### Aim of the exercise
In the post on autism functioning labels, which job is the one exception the writer didn't leave for autism-related reasons?

### Document excerpt
Thinking about functioning labels and how useless they are. I'm what they like to call "high functioning," but I have left every single job I've ever had (with the exception of TA in college) because of reasons related to being autistic. Every one was painful on a daily basis.
Working retail? Endless social demands, micromanaged and talked down to by corporate, uncomfortable uniform, constant noise and bright lights. I hung on for almost a year.
Call center doing market research? My speed and accuracy was excellent, but the hot desking, cliquey management, and arbitrary micromanagement drove me out in six months.
The corporate customer service job worked a little longer because they let me work from home. But I still quit after two years because I again couldn't handle the social demands and subterfuge of a corporate environment.
Also it turns out your boss really doesn't like it when your "upsell" procedure is to list the pros and cons of the thing you're trying to upsell with an eye to honesty.
I had my first major burnout after that job. Six months later, having learned nothing apparently, I got another customer facing job at a tech company. Lasted three years; it would have been two if the pandemic hadn't forced them to let me WFH.
At each job, I hit a breaking point where I could no longer sustain the effort required to perform well. Working these jobs required me to metaphorically overclock my mental hardware, inevitably causing that hardware to break down.
This is what they wanna call "high functioning." I call it "functioning just well enough that nobody believes you when you say everyday life is literal torture."

### Listed records

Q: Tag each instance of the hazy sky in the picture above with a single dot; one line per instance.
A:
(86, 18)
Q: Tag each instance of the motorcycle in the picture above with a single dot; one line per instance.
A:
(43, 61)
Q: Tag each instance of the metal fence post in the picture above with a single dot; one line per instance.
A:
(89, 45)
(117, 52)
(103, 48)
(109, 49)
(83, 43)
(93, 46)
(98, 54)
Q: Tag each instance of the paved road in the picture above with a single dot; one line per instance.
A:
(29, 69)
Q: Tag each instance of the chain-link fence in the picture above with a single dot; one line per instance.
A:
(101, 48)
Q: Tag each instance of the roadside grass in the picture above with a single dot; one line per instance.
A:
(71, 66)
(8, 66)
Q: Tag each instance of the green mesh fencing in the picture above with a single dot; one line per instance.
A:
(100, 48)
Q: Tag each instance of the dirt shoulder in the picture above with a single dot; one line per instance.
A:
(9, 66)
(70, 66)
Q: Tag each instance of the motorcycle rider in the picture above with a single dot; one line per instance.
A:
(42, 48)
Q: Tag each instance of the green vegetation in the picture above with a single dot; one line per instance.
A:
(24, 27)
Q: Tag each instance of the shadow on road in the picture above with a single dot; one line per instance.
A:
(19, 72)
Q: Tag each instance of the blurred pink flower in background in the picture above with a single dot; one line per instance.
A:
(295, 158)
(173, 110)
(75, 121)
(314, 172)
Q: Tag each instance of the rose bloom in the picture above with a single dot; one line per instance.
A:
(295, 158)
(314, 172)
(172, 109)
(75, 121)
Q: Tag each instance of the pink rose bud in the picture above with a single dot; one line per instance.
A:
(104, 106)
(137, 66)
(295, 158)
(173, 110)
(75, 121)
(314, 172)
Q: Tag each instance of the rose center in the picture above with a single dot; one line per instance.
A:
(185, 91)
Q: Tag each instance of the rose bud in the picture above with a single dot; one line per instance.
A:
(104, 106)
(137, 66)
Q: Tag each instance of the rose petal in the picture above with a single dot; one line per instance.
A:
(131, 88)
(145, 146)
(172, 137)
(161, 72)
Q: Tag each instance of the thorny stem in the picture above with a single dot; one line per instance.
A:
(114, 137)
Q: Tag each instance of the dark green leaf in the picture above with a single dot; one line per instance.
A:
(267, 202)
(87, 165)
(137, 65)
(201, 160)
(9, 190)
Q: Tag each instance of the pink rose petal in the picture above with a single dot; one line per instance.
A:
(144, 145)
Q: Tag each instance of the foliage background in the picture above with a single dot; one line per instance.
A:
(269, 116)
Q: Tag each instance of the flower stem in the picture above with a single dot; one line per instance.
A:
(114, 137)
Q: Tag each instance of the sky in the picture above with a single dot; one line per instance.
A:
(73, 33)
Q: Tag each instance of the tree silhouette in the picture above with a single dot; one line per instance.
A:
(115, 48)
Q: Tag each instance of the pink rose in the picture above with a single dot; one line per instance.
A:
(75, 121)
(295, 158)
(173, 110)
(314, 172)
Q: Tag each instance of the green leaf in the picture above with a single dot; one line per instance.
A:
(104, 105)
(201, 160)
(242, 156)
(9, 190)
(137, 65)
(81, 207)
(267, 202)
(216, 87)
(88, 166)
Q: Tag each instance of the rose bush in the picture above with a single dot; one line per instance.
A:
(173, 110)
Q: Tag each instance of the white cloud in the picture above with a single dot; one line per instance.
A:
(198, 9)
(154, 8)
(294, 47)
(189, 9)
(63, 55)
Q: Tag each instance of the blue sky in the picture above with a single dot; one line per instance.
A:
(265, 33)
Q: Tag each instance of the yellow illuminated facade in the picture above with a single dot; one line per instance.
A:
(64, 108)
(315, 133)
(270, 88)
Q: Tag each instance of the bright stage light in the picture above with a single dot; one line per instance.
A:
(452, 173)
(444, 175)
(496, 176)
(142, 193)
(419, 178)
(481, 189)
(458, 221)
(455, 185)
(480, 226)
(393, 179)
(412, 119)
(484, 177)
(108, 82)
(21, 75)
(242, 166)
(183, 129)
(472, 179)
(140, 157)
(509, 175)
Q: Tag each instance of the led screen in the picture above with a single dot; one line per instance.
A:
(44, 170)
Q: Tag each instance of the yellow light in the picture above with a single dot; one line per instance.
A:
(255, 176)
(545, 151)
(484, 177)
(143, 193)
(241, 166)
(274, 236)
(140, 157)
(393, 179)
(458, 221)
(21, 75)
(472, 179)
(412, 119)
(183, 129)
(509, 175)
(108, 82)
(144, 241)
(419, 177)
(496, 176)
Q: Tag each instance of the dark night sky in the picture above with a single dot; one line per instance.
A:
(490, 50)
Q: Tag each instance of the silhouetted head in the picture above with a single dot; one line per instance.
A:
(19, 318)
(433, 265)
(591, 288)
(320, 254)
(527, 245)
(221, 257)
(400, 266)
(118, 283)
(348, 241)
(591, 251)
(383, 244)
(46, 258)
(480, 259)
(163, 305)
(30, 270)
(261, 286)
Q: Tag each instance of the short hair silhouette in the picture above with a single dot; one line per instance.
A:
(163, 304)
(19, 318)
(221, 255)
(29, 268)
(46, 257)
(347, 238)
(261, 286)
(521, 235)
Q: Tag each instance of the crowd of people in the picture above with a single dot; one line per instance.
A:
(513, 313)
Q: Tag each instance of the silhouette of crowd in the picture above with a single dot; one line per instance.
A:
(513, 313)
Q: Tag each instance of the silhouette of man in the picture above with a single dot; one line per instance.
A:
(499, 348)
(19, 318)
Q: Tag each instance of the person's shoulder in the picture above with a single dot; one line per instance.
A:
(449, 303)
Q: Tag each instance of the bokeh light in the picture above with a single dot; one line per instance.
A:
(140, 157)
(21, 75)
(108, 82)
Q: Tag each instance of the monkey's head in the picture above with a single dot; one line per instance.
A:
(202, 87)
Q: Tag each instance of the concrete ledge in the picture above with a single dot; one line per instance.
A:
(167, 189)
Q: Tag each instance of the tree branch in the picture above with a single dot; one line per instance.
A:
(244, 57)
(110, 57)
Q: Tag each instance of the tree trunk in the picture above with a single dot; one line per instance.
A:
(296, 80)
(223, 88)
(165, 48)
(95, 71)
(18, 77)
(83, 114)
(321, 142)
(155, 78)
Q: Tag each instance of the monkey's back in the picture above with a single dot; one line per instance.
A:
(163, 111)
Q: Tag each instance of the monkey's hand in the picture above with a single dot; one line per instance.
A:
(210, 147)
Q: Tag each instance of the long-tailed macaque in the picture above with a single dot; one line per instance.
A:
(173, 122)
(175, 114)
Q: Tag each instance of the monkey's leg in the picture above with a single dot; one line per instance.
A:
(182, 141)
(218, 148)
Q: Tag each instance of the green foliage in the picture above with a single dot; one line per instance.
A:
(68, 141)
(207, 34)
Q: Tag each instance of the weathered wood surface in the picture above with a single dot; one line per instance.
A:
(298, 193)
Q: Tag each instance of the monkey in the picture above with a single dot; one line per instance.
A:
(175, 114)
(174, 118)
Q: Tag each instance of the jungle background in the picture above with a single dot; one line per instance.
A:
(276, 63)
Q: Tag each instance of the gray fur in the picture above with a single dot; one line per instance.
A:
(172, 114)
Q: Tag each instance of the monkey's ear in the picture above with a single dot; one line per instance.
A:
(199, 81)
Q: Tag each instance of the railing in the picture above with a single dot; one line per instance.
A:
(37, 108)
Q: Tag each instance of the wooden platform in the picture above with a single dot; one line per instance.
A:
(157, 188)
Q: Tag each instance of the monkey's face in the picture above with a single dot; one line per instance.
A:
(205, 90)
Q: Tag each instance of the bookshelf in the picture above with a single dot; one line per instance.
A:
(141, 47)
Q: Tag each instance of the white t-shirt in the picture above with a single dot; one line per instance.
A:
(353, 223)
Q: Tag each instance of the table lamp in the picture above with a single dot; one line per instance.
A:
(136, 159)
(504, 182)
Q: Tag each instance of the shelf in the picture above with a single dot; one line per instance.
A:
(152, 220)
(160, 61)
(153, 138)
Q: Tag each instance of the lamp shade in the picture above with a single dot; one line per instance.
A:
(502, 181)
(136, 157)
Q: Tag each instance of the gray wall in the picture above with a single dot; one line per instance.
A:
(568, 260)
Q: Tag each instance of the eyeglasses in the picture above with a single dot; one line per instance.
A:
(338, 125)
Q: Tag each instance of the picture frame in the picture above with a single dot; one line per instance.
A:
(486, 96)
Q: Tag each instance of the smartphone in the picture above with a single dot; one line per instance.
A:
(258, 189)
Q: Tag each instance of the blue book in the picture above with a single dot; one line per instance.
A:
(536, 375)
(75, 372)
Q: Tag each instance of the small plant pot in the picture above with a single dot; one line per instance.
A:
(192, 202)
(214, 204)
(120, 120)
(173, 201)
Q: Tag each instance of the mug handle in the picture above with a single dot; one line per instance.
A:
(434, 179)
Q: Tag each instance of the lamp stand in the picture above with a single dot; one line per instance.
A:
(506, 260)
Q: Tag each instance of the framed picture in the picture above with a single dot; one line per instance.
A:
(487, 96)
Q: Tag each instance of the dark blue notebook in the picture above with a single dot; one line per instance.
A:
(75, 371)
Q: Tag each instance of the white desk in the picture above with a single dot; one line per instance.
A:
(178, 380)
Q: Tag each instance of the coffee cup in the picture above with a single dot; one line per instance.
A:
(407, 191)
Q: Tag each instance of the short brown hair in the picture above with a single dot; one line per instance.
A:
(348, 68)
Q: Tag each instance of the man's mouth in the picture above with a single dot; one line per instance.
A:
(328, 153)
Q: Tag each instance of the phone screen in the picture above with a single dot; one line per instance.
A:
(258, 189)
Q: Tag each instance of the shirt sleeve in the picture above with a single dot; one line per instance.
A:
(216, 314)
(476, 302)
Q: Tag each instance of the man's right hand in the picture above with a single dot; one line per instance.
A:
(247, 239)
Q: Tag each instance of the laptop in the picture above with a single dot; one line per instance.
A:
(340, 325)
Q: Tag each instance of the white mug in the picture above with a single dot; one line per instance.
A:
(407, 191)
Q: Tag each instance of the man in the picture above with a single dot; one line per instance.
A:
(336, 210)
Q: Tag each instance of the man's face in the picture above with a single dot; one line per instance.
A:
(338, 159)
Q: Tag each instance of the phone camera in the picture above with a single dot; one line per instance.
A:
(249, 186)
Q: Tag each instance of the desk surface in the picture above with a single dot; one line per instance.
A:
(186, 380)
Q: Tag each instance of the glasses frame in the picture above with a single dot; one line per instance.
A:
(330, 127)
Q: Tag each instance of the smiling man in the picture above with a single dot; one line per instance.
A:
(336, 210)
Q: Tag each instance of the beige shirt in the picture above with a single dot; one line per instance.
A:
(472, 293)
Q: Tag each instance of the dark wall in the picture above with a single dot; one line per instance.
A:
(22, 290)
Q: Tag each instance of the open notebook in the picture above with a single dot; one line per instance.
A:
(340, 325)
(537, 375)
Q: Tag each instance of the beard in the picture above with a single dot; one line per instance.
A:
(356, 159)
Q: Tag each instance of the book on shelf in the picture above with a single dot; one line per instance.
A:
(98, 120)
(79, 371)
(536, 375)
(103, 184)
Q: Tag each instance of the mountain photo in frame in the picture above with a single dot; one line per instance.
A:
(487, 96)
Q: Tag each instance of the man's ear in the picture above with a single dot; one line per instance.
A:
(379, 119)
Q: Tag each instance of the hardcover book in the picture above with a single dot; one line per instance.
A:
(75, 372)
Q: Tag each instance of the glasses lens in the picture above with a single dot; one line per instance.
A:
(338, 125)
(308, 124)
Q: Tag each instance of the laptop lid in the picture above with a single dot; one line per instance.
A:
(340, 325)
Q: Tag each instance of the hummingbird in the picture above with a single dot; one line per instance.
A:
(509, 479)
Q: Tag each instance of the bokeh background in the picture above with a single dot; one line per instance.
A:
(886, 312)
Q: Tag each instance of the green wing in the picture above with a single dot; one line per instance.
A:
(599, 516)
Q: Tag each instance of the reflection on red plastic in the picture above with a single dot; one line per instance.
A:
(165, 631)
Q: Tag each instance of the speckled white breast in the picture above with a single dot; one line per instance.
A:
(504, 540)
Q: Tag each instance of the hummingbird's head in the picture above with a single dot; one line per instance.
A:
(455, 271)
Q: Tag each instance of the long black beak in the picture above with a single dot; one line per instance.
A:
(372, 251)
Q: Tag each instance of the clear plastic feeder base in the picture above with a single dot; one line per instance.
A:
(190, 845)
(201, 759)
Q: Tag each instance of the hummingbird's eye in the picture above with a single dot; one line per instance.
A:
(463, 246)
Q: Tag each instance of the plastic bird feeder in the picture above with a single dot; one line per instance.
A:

### Task result
The TA job in college.